Requirement:
Copy the stretch of the listing from the line containing "Target: child wearing white mask" through the end of the listing, changing "white" to "black" and keeping everything else the same. Give only those lines.

----- Information given -----

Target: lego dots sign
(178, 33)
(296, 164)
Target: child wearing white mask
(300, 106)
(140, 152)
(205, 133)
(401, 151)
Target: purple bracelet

-----

The solution:
Target: child wearing black mask
(300, 106)
(140, 152)
(205, 133)
(401, 151)
Target: purple bracelet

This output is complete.